• (golang)HTTP基本认证机制及使用gocolly登录爬取


    内网有个网页用了HTTP基本认证机制,想用gocolly爬取,不知道怎么登录,只好研究HTTP基本认证机制

    参考这里:https://www.jb51.net/article/89070.htm  

    下面开始参考作者dotcoo了:-)

    看了<<http权威指南>>第12章HTTP基本认证机制(本站下载地址://www.jb51.net/books/93254.html),感觉讲的蛮详细的,写了一个小小例子测试.

    请求响应过程:

    ==>
    GET /hello HTTP/1.1
    Host: 127.0.0.1:12345
    <==
    HTTP/1.1 401 Unauthorized
    WWW-Authenticate: Basic realm="Dotcoo User Login"
    ==>
    GET /hello HTTP/1.1
    Host: 127.0.0.1:12345
    Authorization: Basic YWRtaW46YWRtaW5wd2Q=
    <==
    HTTP/1.1 200 OK
    Content-Type: text/plain; charset=utf-8

    golang HTTP基本认证机制的实现代码

    package main
    import (
        "fmt"
        "io"
        "net/http"
        "log"
        "encoding/base64"
        "strings"
    )
    // hello world, the web server
    func HelloServer(w http.ResponseWriter, req *http.Request) {
        auth := req.Header.Get("Authorization")
        if auth == "" {
            w.Header().Set("WWW-Authenticate", `Basic realm="Dotcoo User Login"`)
            w.WriteHeader(http.StatusUnauthorized)
            return
        }
        fmt.Println(auth)
        auths := strings.SplitN(auth, " ", 2)
        if len(auths) != 2 {
            fmt.Println("error")
            return
        }
        authMethod := auths[0]
        authB64 := auths[1]
        switch authMethod {
        case "Basic":
            authstr, err := base64.StdEncoding.DecodeString(authB64)
            if err != nil {
                fmt.Println(err)
                io.WriteString(w, "Unauthorized!
    ")
                return
            }
            fmt.Println(string(authstr))
            userPwd := strings.SplitN(string(authstr), ":", 2)
            if len(userPwd) != 2 {
                fmt.Println("error")
                return
            }
            username := userPwd[0]
            password := userPwd[1]
            fmt.Println("Username:", username)
            fmt.Println("Password:", password)
            fmt.Println()
        default:
            fmt.Println("error")
            return
        }
        io.WriteString(w, "hello, world!
    ")
    }
    func main() {
        http.HandleFunc("/hello", HelloServer)
        err := http.ListenAndServe(":8000", nil)
________________
### [任务要求]
续写上方这篇讲解HTTP基本认证机制及gocolly登录爬取的正文，从其最后一行之后接着写下去。

原始记录
________________
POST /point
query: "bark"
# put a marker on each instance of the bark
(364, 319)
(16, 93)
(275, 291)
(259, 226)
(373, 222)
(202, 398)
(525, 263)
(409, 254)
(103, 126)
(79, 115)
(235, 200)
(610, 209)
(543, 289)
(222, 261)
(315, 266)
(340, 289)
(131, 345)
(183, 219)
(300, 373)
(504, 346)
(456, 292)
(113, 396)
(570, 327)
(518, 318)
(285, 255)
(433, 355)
________________
### [任务输出]
        if err != nil {
            log.Fatal("ListenAndServe: ", err)
        }
    }

    试验了上面的例子后,基本明白了HTTP基本认证的过程。但是怎么用gocolly访问呢?

    参考:https://stackoverflow.com/questions/50576248/using-colly-framework-i-cant-login-to-the-evernote-account

    但是答复者Matías Insaurralde提供的模拟浏览器访问的例子编译不通过,不明白其中的hptsKey的意思。代码放在下面供参考(可跳过):

    package evernote
    
    import (
        "bytes"
        "errors"
        "fmt"
        "io/ioutil"
        "net/http"
        "net/http/cookiejar"
        "net/url"
        "regexp"
        "strings"
    )
    
    const (
        evernoteLoginURL = "https://www.evernote.com/Login.action"
    )
    
    var (
        evernoteJSParamsExpr = regexp.MustCompile(`document.getElementById("(.*)").value = "(.*)"`)
        evernoteRedirectExpr = regexp.MustCompile(`Redirecting to <a href="(.*)">`)
    
        errNoMatches   = errors.New("No matches")
        errRedirectURL = errors.New("Redirect URL not found")
    )
    
    // EvernoteClient wraps all methods required to interact with the website.
    type EvernoteClient struct {
        Username   string
        Password   string
        httpClient *http.Client
    
        // These parameters persist during the login process:
        hpts  string
        hptsh string
    }
    
    // NewEvernoteClient initializes a new Evernote client.
    func NewEvernoteClient(username, password string) *EvernoteClient {
        // Allocate a new cookie jar to mimic the browser behavior:
        cookieJar, _ := cookiejar.New(nil)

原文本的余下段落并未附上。